-------- EXCERPTED DATA
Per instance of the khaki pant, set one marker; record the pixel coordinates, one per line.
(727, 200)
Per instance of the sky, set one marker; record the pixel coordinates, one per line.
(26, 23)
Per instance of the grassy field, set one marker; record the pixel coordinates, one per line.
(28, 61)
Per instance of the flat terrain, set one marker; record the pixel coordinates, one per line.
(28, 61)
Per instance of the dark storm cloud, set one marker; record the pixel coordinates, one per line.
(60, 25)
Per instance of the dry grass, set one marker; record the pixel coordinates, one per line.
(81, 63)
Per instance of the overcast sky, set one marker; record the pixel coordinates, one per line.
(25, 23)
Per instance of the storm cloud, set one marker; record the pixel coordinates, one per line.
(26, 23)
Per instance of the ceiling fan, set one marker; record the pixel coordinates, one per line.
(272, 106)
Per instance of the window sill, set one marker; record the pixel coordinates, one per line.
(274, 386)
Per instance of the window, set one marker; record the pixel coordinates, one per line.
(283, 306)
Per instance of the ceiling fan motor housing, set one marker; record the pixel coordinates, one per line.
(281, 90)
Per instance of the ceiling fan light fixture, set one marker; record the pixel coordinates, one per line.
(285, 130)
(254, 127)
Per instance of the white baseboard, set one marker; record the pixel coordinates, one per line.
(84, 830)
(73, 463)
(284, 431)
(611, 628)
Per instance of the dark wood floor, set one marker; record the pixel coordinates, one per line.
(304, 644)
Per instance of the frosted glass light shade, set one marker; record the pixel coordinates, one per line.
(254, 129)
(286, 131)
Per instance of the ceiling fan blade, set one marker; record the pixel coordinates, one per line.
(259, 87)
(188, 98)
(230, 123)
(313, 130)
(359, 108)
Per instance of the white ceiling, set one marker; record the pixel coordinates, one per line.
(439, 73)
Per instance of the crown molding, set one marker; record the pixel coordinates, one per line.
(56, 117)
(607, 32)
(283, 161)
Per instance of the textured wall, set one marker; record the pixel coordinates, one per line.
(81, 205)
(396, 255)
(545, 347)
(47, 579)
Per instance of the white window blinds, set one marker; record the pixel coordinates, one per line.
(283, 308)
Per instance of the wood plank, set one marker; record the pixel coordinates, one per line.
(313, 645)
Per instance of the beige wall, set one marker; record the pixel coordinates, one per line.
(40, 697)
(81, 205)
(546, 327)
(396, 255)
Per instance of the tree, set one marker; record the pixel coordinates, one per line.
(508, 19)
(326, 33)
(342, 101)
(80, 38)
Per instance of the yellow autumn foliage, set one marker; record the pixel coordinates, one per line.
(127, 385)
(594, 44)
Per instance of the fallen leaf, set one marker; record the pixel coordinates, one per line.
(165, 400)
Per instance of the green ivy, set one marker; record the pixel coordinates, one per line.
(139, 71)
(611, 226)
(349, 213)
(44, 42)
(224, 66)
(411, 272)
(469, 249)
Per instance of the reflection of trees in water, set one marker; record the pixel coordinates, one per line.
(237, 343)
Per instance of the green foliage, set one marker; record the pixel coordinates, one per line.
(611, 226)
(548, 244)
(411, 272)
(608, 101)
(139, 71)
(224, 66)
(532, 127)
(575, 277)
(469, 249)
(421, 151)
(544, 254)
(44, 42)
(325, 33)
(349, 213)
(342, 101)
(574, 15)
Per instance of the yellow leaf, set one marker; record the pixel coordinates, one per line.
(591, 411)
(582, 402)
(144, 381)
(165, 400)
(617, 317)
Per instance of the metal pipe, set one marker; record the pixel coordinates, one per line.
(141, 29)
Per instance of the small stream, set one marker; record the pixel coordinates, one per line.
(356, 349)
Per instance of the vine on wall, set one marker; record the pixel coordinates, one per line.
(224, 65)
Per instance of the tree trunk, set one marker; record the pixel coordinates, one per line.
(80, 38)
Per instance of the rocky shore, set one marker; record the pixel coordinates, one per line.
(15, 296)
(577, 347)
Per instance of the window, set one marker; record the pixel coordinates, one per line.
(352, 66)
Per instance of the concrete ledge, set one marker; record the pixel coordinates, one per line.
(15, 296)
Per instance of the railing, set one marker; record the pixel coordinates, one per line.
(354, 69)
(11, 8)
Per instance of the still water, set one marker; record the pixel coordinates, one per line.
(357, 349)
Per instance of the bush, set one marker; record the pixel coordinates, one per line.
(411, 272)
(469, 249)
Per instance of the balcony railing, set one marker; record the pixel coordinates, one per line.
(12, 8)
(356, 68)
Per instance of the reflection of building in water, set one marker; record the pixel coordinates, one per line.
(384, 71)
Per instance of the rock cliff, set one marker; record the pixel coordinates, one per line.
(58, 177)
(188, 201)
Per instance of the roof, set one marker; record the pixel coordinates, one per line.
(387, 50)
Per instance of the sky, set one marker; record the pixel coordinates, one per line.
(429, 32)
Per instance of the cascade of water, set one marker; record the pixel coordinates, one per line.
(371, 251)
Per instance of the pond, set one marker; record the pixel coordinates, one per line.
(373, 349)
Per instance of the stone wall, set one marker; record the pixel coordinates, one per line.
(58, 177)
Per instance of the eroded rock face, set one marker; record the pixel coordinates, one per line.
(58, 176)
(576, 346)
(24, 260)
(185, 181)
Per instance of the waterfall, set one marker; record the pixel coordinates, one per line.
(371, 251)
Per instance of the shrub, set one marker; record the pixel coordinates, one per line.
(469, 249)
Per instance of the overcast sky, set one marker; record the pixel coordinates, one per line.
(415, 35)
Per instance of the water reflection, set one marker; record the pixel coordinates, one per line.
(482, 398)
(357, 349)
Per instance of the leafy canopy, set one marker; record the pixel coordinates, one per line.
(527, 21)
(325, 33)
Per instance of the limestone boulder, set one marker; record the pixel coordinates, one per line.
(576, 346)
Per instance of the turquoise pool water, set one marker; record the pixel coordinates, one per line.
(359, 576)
----------------
-------- EXCERPTED DATA
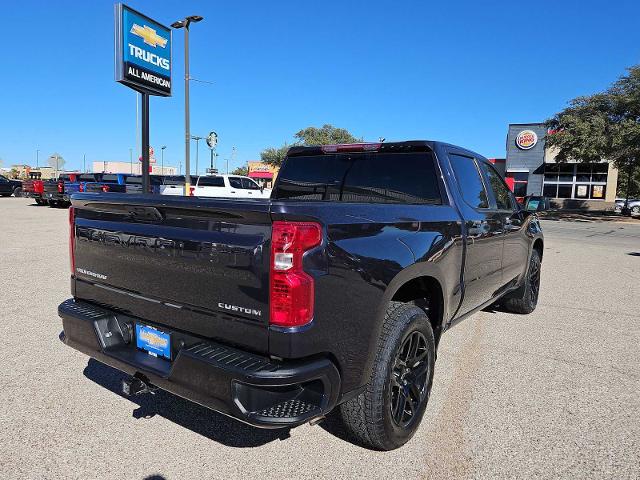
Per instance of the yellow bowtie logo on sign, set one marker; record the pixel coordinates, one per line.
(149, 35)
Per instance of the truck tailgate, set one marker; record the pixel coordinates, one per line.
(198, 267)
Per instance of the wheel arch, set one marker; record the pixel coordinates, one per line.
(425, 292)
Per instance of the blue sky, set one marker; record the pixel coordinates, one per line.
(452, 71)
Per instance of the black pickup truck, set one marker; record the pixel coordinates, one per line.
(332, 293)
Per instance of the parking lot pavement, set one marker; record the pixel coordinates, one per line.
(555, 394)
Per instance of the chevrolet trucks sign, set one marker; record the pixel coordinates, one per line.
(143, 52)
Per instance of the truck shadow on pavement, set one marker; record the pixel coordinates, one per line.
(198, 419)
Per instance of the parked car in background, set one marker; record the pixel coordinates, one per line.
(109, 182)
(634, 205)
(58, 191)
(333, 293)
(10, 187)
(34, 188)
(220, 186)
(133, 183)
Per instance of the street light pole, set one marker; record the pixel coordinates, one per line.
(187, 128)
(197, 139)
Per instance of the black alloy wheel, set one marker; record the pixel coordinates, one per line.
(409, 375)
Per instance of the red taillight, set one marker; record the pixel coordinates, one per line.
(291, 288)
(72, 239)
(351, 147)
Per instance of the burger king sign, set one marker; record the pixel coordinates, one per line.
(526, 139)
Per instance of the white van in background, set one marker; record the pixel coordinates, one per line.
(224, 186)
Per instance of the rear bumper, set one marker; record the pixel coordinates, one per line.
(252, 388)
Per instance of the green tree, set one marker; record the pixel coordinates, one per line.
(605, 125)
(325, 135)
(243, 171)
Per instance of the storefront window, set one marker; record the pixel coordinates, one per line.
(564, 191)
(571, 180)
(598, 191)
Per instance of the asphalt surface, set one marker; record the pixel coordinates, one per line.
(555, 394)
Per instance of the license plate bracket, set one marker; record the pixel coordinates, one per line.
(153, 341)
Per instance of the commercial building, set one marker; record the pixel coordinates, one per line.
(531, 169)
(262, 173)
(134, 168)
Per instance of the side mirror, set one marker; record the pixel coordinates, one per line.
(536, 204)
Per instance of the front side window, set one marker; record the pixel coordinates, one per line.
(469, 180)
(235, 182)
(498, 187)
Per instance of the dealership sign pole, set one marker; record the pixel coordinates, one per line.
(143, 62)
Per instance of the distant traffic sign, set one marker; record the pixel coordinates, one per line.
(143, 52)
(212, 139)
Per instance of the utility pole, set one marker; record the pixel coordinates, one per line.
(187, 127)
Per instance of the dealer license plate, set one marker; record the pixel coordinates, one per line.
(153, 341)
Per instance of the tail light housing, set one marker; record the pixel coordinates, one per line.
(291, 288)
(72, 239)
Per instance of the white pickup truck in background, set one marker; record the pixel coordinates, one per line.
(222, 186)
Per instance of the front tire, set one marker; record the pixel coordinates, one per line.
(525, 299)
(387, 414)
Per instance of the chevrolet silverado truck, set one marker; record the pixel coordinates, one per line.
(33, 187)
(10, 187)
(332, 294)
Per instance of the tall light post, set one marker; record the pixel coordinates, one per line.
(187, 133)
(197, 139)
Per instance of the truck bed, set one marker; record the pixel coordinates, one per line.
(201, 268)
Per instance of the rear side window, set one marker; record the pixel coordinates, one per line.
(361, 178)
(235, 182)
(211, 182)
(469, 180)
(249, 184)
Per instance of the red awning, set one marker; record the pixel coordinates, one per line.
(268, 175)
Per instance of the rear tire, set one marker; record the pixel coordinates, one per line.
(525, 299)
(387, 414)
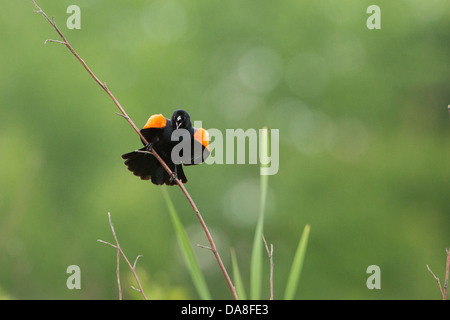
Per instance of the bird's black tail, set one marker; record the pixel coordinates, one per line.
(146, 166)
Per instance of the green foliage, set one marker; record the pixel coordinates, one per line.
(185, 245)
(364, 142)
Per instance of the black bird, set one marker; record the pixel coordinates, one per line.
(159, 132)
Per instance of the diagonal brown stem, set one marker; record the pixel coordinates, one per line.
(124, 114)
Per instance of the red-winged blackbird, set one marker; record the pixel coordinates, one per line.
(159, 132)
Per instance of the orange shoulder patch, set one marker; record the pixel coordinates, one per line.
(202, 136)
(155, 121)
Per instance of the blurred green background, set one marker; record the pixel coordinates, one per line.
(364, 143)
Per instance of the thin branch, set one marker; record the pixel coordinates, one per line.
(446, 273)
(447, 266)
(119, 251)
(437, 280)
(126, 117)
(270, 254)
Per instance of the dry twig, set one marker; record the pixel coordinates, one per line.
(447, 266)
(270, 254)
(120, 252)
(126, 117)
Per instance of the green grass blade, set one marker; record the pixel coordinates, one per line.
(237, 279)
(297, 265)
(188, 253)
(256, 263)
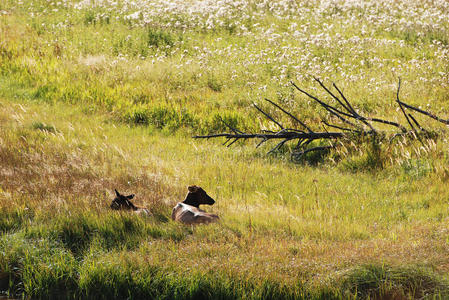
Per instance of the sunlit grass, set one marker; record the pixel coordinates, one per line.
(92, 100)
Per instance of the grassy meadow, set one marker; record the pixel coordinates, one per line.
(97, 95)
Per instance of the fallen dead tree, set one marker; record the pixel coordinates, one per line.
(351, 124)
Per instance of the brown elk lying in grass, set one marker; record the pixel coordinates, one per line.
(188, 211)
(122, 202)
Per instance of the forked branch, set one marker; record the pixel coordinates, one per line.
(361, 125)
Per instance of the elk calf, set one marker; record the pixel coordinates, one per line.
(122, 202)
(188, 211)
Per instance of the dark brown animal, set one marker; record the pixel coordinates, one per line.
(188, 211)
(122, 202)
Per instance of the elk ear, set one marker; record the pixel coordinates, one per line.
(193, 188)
----------------
TASK TO COMPLETE:
Return each line of the listing above that contains the string "rear", treating uppercase and lowercase as different.

EXERCISE RESPONSE:
Per instance of the rear bumper, set one marker; record the pixel coordinates, one per line.
Per instance of the rear side window, set one marker; record the pixel coordinates, one per line.
Per instance of the rear tire, set one marker; record the pixel coordinates, one per line.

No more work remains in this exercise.